→ GOAL: Starting from the line containing "the hill slope.", write out the rest of the entries exactly, through the final line, including nothing else.
** Begin **
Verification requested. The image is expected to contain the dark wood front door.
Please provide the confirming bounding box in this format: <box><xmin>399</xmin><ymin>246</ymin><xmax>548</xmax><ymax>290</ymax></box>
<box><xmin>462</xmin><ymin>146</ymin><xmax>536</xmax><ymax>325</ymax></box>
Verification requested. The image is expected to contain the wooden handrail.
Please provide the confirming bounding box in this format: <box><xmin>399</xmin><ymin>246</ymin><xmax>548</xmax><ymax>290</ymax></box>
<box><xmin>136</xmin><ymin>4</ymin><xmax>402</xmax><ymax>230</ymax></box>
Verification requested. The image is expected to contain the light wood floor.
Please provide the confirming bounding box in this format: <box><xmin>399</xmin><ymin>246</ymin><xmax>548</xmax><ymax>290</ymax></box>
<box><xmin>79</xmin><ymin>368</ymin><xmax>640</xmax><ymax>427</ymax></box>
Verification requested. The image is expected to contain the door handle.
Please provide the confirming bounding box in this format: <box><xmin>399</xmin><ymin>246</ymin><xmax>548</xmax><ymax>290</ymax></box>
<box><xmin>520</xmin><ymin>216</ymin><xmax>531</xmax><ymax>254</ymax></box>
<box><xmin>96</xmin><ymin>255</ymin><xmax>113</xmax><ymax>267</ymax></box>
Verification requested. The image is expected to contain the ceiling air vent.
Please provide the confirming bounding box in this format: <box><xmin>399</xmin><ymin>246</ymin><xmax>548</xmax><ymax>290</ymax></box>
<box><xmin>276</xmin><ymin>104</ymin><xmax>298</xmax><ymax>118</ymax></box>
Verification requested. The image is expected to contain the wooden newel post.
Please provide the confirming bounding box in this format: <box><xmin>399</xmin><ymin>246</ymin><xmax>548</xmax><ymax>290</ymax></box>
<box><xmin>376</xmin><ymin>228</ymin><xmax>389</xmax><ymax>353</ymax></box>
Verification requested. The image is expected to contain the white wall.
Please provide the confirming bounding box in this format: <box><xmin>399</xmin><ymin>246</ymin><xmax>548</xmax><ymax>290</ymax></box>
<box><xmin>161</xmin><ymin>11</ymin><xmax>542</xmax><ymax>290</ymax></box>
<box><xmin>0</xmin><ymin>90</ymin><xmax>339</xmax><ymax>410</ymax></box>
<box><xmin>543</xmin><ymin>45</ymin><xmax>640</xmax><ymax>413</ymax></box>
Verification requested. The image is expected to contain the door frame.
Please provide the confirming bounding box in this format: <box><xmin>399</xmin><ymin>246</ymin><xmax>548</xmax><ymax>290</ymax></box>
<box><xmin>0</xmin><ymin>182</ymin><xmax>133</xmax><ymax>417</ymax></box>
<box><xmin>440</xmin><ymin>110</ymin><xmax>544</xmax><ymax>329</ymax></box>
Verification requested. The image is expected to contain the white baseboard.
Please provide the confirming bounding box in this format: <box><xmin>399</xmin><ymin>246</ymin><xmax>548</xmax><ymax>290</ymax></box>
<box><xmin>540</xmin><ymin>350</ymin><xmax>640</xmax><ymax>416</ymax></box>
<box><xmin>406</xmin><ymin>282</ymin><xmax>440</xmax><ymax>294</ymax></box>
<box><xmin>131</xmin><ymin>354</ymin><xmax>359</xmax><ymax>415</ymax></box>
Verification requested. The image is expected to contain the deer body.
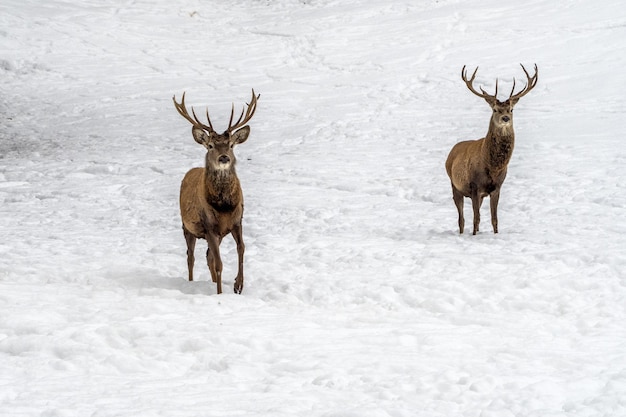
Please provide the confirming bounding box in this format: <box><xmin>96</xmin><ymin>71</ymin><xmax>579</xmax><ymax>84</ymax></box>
<box><xmin>174</xmin><ymin>90</ymin><xmax>259</xmax><ymax>294</ymax></box>
<box><xmin>446</xmin><ymin>66</ymin><xmax>537</xmax><ymax>234</ymax></box>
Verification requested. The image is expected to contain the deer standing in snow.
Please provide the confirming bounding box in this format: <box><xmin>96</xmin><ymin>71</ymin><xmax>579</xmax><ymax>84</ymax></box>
<box><xmin>172</xmin><ymin>90</ymin><xmax>260</xmax><ymax>294</ymax></box>
<box><xmin>446</xmin><ymin>64</ymin><xmax>538</xmax><ymax>234</ymax></box>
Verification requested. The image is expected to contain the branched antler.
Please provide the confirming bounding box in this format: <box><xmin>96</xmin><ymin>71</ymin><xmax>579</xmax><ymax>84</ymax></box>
<box><xmin>172</xmin><ymin>93</ymin><xmax>215</xmax><ymax>132</ymax></box>
<box><xmin>228</xmin><ymin>88</ymin><xmax>261</xmax><ymax>133</ymax></box>
<box><xmin>509</xmin><ymin>64</ymin><xmax>539</xmax><ymax>100</ymax></box>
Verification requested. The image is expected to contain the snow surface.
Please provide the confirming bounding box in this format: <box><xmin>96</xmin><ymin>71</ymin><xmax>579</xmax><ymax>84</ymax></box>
<box><xmin>0</xmin><ymin>0</ymin><xmax>626</xmax><ymax>417</ymax></box>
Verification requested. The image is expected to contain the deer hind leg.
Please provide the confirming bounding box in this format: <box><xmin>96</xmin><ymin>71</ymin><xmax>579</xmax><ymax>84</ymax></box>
<box><xmin>489</xmin><ymin>188</ymin><xmax>500</xmax><ymax>233</ymax></box>
<box><xmin>452</xmin><ymin>185</ymin><xmax>465</xmax><ymax>235</ymax></box>
<box><xmin>206</xmin><ymin>235</ymin><xmax>222</xmax><ymax>294</ymax></box>
<box><xmin>232</xmin><ymin>224</ymin><xmax>246</xmax><ymax>294</ymax></box>
<box><xmin>183</xmin><ymin>226</ymin><xmax>196</xmax><ymax>281</ymax></box>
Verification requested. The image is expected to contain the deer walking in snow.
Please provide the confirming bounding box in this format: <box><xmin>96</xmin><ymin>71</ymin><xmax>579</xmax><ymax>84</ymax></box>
<box><xmin>172</xmin><ymin>90</ymin><xmax>260</xmax><ymax>294</ymax></box>
<box><xmin>446</xmin><ymin>64</ymin><xmax>538</xmax><ymax>234</ymax></box>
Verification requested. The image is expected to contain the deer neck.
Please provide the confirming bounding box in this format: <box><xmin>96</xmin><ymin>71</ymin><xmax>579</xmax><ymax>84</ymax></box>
<box><xmin>483</xmin><ymin>122</ymin><xmax>515</xmax><ymax>169</ymax></box>
<box><xmin>204</xmin><ymin>167</ymin><xmax>241</xmax><ymax>211</ymax></box>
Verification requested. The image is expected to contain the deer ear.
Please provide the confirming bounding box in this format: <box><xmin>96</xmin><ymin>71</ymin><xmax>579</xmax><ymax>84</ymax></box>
<box><xmin>231</xmin><ymin>126</ymin><xmax>250</xmax><ymax>144</ymax></box>
<box><xmin>191</xmin><ymin>126</ymin><xmax>209</xmax><ymax>146</ymax></box>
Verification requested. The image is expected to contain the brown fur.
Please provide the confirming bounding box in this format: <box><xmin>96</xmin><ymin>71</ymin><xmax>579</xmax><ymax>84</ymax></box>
<box><xmin>174</xmin><ymin>90</ymin><xmax>258</xmax><ymax>294</ymax></box>
<box><xmin>446</xmin><ymin>66</ymin><xmax>537</xmax><ymax>234</ymax></box>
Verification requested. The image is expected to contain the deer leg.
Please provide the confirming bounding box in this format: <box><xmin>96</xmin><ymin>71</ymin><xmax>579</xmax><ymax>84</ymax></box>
<box><xmin>471</xmin><ymin>187</ymin><xmax>483</xmax><ymax>235</ymax></box>
<box><xmin>489</xmin><ymin>188</ymin><xmax>500</xmax><ymax>233</ymax></box>
<box><xmin>232</xmin><ymin>224</ymin><xmax>246</xmax><ymax>294</ymax></box>
<box><xmin>183</xmin><ymin>226</ymin><xmax>196</xmax><ymax>281</ymax></box>
<box><xmin>452</xmin><ymin>185</ymin><xmax>465</xmax><ymax>235</ymax></box>
<box><xmin>206</xmin><ymin>235</ymin><xmax>222</xmax><ymax>294</ymax></box>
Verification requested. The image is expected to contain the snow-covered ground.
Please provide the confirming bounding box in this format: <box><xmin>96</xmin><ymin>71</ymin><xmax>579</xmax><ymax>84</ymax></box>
<box><xmin>0</xmin><ymin>0</ymin><xmax>626</xmax><ymax>417</ymax></box>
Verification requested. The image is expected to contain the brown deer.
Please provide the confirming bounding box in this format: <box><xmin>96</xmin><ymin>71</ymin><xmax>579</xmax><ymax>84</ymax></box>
<box><xmin>446</xmin><ymin>64</ymin><xmax>538</xmax><ymax>234</ymax></box>
<box><xmin>172</xmin><ymin>90</ymin><xmax>261</xmax><ymax>294</ymax></box>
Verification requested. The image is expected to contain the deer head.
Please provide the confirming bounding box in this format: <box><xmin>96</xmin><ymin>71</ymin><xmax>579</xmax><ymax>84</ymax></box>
<box><xmin>172</xmin><ymin>89</ymin><xmax>261</xmax><ymax>172</ymax></box>
<box><xmin>461</xmin><ymin>64</ymin><xmax>537</xmax><ymax>129</ymax></box>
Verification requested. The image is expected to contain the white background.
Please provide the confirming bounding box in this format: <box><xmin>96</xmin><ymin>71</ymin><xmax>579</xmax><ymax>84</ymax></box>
<box><xmin>0</xmin><ymin>0</ymin><xmax>626</xmax><ymax>417</ymax></box>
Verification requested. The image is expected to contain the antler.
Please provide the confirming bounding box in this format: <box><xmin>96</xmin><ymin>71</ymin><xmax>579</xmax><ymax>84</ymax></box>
<box><xmin>509</xmin><ymin>64</ymin><xmax>539</xmax><ymax>100</ymax></box>
<box><xmin>461</xmin><ymin>65</ymin><xmax>498</xmax><ymax>100</ymax></box>
<box><xmin>228</xmin><ymin>88</ymin><xmax>261</xmax><ymax>132</ymax></box>
<box><xmin>172</xmin><ymin>92</ymin><xmax>214</xmax><ymax>132</ymax></box>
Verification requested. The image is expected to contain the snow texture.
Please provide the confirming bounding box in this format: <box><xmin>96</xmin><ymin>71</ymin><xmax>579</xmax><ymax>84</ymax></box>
<box><xmin>0</xmin><ymin>0</ymin><xmax>626</xmax><ymax>417</ymax></box>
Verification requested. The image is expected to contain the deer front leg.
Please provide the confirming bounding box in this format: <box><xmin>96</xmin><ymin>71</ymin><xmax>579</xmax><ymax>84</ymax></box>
<box><xmin>452</xmin><ymin>185</ymin><xmax>465</xmax><ymax>235</ymax></box>
<box><xmin>471</xmin><ymin>187</ymin><xmax>483</xmax><ymax>235</ymax></box>
<box><xmin>489</xmin><ymin>187</ymin><xmax>500</xmax><ymax>233</ymax></box>
<box><xmin>183</xmin><ymin>226</ymin><xmax>196</xmax><ymax>281</ymax></box>
<box><xmin>206</xmin><ymin>234</ymin><xmax>222</xmax><ymax>294</ymax></box>
<box><xmin>232</xmin><ymin>224</ymin><xmax>246</xmax><ymax>294</ymax></box>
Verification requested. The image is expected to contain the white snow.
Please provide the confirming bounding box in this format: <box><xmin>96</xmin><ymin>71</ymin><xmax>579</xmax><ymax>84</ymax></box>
<box><xmin>0</xmin><ymin>0</ymin><xmax>626</xmax><ymax>417</ymax></box>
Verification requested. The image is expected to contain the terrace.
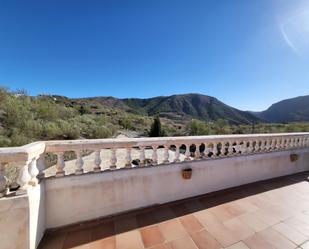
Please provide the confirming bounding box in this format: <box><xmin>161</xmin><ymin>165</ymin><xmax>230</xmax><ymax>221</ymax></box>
<box><xmin>0</xmin><ymin>133</ymin><xmax>309</xmax><ymax>249</ymax></box>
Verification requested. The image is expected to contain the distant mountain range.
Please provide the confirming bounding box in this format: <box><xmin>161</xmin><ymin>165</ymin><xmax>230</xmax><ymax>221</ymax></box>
<box><xmin>78</xmin><ymin>94</ymin><xmax>260</xmax><ymax>124</ymax></box>
<box><xmin>56</xmin><ymin>94</ymin><xmax>309</xmax><ymax>124</ymax></box>
<box><xmin>251</xmin><ymin>95</ymin><xmax>309</xmax><ymax>123</ymax></box>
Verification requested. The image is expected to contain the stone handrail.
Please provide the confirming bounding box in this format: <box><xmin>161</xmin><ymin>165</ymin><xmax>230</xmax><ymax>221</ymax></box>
<box><xmin>0</xmin><ymin>142</ymin><xmax>45</xmax><ymax>196</ymax></box>
<box><xmin>46</xmin><ymin>133</ymin><xmax>309</xmax><ymax>177</ymax></box>
<box><xmin>0</xmin><ymin>133</ymin><xmax>309</xmax><ymax>196</ymax></box>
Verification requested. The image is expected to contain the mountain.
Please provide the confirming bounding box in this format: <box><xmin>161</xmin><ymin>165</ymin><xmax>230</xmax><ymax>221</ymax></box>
<box><xmin>252</xmin><ymin>95</ymin><xmax>309</xmax><ymax>123</ymax></box>
<box><xmin>78</xmin><ymin>94</ymin><xmax>259</xmax><ymax>124</ymax></box>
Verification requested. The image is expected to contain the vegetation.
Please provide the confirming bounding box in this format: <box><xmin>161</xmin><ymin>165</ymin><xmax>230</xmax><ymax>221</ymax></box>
<box><xmin>149</xmin><ymin>115</ymin><xmax>164</xmax><ymax>137</ymax></box>
<box><xmin>0</xmin><ymin>88</ymin><xmax>309</xmax><ymax>147</ymax></box>
<box><xmin>186</xmin><ymin>119</ymin><xmax>309</xmax><ymax>136</ymax></box>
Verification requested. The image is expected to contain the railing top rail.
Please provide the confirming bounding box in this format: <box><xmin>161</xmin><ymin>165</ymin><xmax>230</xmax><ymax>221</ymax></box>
<box><xmin>0</xmin><ymin>142</ymin><xmax>45</xmax><ymax>163</ymax></box>
<box><xmin>45</xmin><ymin>132</ymin><xmax>309</xmax><ymax>152</ymax></box>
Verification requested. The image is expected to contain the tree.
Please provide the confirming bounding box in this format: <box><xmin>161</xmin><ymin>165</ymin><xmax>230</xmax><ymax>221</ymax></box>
<box><xmin>149</xmin><ymin>115</ymin><xmax>164</xmax><ymax>137</ymax></box>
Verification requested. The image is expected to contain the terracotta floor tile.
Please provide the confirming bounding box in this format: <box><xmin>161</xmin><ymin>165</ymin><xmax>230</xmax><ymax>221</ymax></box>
<box><xmin>140</xmin><ymin>226</ymin><xmax>165</xmax><ymax>248</ymax></box>
<box><xmin>91</xmin><ymin>221</ymin><xmax>115</xmax><ymax>240</ymax></box>
<box><xmin>301</xmin><ymin>241</ymin><xmax>309</xmax><ymax>249</ymax></box>
<box><xmin>155</xmin><ymin>207</ymin><xmax>176</xmax><ymax>222</ymax></box>
<box><xmin>223</xmin><ymin>218</ymin><xmax>254</xmax><ymax>240</ymax></box>
<box><xmin>185</xmin><ymin>199</ymin><xmax>204</xmax><ymax>213</ymax></box>
<box><xmin>272</xmin><ymin>222</ymin><xmax>308</xmax><ymax>245</ymax></box>
<box><xmin>159</xmin><ymin>219</ymin><xmax>188</xmax><ymax>241</ymax></box>
<box><xmin>244</xmin><ymin>234</ymin><xmax>281</xmax><ymax>249</ymax></box>
<box><xmin>136</xmin><ymin>211</ymin><xmax>157</xmax><ymax>227</ymax></box>
<box><xmin>89</xmin><ymin>236</ymin><xmax>116</xmax><ymax>249</ymax></box>
<box><xmin>171</xmin><ymin>204</ymin><xmax>190</xmax><ymax>217</ymax></box>
<box><xmin>39</xmin><ymin>173</ymin><xmax>309</xmax><ymax>249</ymax></box>
<box><xmin>115</xmin><ymin>230</ymin><xmax>144</xmax><ymax>249</ymax></box>
<box><xmin>63</xmin><ymin>228</ymin><xmax>92</xmax><ymax>249</ymax></box>
<box><xmin>252</xmin><ymin>208</ymin><xmax>280</xmax><ymax>226</ymax></box>
<box><xmin>246</xmin><ymin>195</ymin><xmax>271</xmax><ymax>208</ymax></box>
<box><xmin>226</xmin><ymin>199</ymin><xmax>258</xmax><ymax>216</ymax></box>
<box><xmin>208</xmin><ymin>205</ymin><xmax>236</xmax><ymax>221</ymax></box>
<box><xmin>193</xmin><ymin>210</ymin><xmax>221</xmax><ymax>227</ymax></box>
<box><xmin>168</xmin><ymin>237</ymin><xmax>198</xmax><ymax>249</ymax></box>
<box><xmin>179</xmin><ymin>214</ymin><xmax>204</xmax><ymax>233</ymax></box>
<box><xmin>151</xmin><ymin>244</ymin><xmax>172</xmax><ymax>249</ymax></box>
<box><xmin>265</xmin><ymin>204</ymin><xmax>295</xmax><ymax>221</ymax></box>
<box><xmin>284</xmin><ymin>218</ymin><xmax>309</xmax><ymax>237</ymax></box>
<box><xmin>191</xmin><ymin>230</ymin><xmax>221</xmax><ymax>249</ymax></box>
<box><xmin>225</xmin><ymin>241</ymin><xmax>250</xmax><ymax>249</ymax></box>
<box><xmin>205</xmin><ymin>224</ymin><xmax>239</xmax><ymax>247</ymax></box>
<box><xmin>238</xmin><ymin>213</ymin><xmax>270</xmax><ymax>232</ymax></box>
<box><xmin>114</xmin><ymin>216</ymin><xmax>138</xmax><ymax>234</ymax></box>
<box><xmin>259</xmin><ymin>228</ymin><xmax>297</xmax><ymax>249</ymax></box>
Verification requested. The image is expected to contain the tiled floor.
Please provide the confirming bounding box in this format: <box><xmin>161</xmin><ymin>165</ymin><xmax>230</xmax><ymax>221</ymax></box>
<box><xmin>40</xmin><ymin>172</ymin><xmax>309</xmax><ymax>249</ymax></box>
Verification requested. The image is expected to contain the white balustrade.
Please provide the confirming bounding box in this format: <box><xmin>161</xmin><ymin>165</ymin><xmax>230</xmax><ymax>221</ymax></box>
<box><xmin>109</xmin><ymin>148</ymin><xmax>117</xmax><ymax>169</ymax></box>
<box><xmin>185</xmin><ymin>144</ymin><xmax>191</xmax><ymax>161</ymax></box>
<box><xmin>152</xmin><ymin>145</ymin><xmax>158</xmax><ymax>165</ymax></box>
<box><xmin>75</xmin><ymin>150</ymin><xmax>84</xmax><ymax>175</ymax></box>
<box><xmin>125</xmin><ymin>148</ymin><xmax>132</xmax><ymax>168</ymax></box>
<box><xmin>56</xmin><ymin>152</ymin><xmax>65</xmax><ymax>177</ymax></box>
<box><xmin>93</xmin><ymin>150</ymin><xmax>102</xmax><ymax>172</ymax></box>
<box><xmin>174</xmin><ymin>144</ymin><xmax>180</xmax><ymax>163</ymax></box>
<box><xmin>0</xmin><ymin>133</ymin><xmax>309</xmax><ymax>189</ymax></box>
<box><xmin>163</xmin><ymin>145</ymin><xmax>170</xmax><ymax>163</ymax></box>
<box><xmin>139</xmin><ymin>146</ymin><xmax>146</xmax><ymax>167</ymax></box>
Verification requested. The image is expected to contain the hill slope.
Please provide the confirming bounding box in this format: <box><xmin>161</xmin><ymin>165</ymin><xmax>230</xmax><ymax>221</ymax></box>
<box><xmin>79</xmin><ymin>94</ymin><xmax>259</xmax><ymax>124</ymax></box>
<box><xmin>253</xmin><ymin>95</ymin><xmax>309</xmax><ymax>123</ymax></box>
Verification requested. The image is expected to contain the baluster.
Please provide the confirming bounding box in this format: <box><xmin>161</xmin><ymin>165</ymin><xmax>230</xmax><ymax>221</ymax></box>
** End **
→ IN RESPONSE:
Verification requested. The image is expected to contain the hill slope.
Please provide the confirming bounding box in this format: <box><xmin>161</xmin><ymin>165</ymin><xmax>230</xmax><ymax>221</ymax></box>
<box><xmin>79</xmin><ymin>94</ymin><xmax>259</xmax><ymax>124</ymax></box>
<box><xmin>253</xmin><ymin>95</ymin><xmax>309</xmax><ymax>123</ymax></box>
Verification requested. The image is expected to contain the baluster.
Please provide the confirming bounding box in this format: <box><xmin>161</xmin><ymin>165</ymin><xmax>230</xmax><ymax>221</ymax></box>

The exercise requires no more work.